===== SUPPLIED TEXT =====

Breaking this impasse requires distancing ourselves from the tools we (maybe erroneously) believe we may use for solving the problem and trying to consider just the problem itself. By doing so, we might not get an instant solution, but we can certainly obtain precious and unbiased insights into what an acceptable solution may look like. At least as important, we can also learn to recognize nonsolutions. By understanding what the properties are we can't do without, we gain a valuable compass for navigating the problem space toward a solution.
Kim Cameron, an architect at Microsoft, tried to do exactly that. In 2004, he created a blog, www.identityblog.com, from which he elicited discussions on identity management. The focus was on understanding what worked and what didn't in current and past identity management efforts, with an accent on understanding the deep reasons for why things went one way or the other. Issues were examined from multiple angles: technology, social considerations, usability, and privacy. Vendor differences were suspended in the name of understanding the problem from a broad industry perspective. No topic was off limits; in fact, one of the most studied topics was the shortcomings of the most ambitious universal authentication scheme attempt at the time, Microsoft Passport. Cameron successfully involved key industry players and thought leaders from the entire community in the dialogue, gaining consensus even from the least expected sources, such as prominent figures in the open source world.

===== LISTING =====

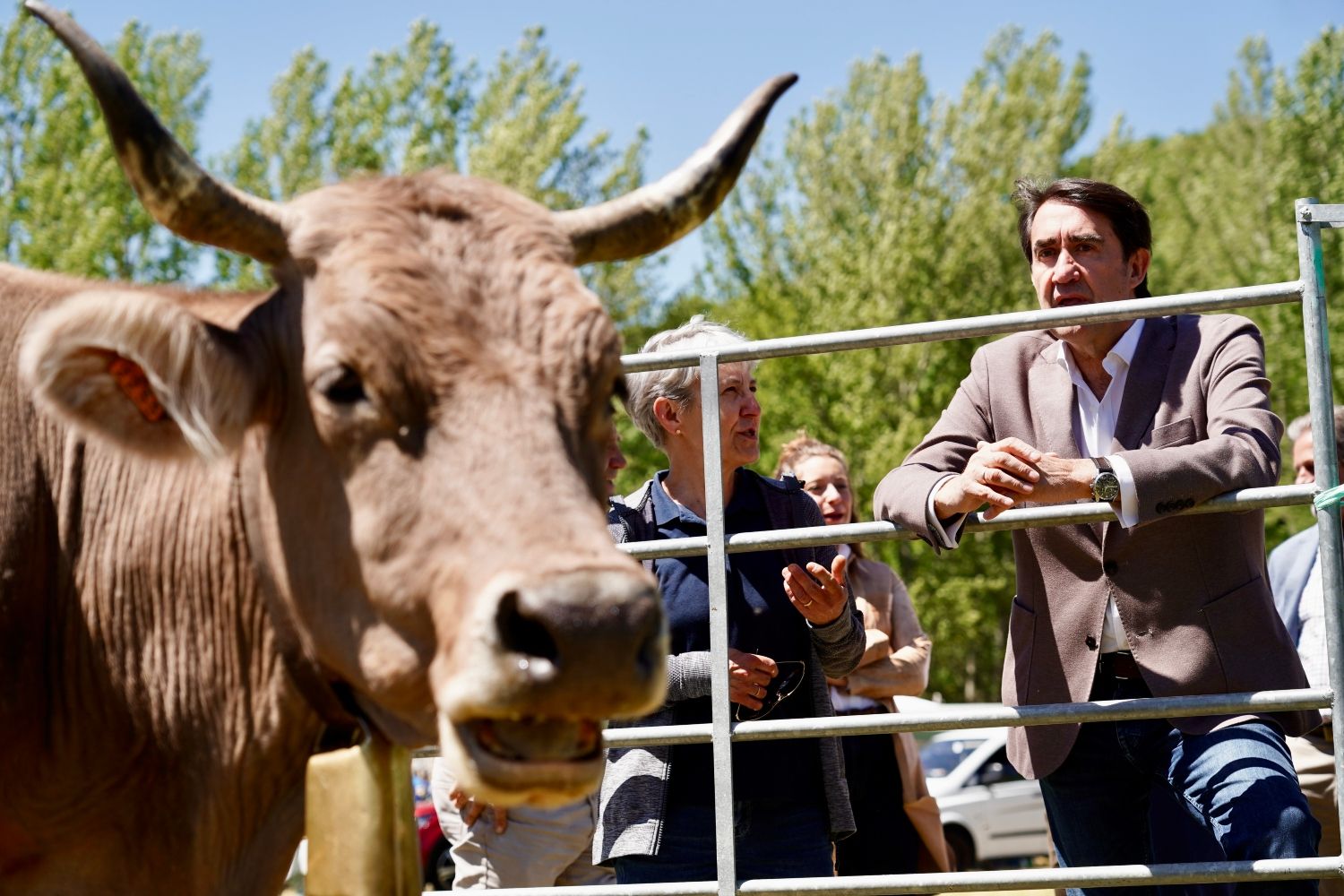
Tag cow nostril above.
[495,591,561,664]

=====
===== LISTING =====

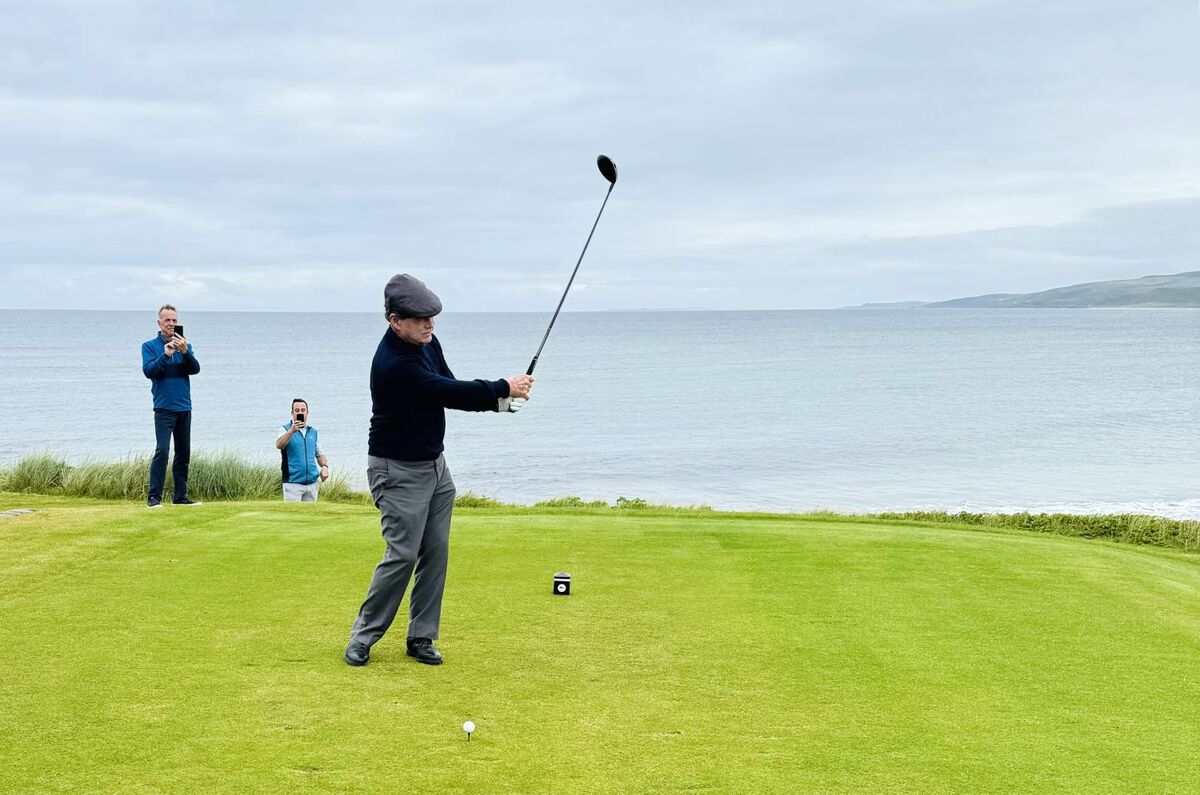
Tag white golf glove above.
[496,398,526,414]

=====

SHORT EXERCISE -> Copy the identity management passage from "Breaking this impasse" to "toward a solution.", swapping "compass" for "guide".

THE OUTPUT ->
Breaking this impasse requires distancing ourselves from the tools we (maybe erroneously) believe we may use for solving the problem and trying to consider just the problem itself. By doing so, we might not get an instant solution, but we can certainly obtain precious and unbiased insights into what an acceptable solution may look like. At least as important, we can also learn to recognize nonsolutions. By understanding what the properties are we can't do without, we gain a valuable guide for navigating the problem space toward a solution.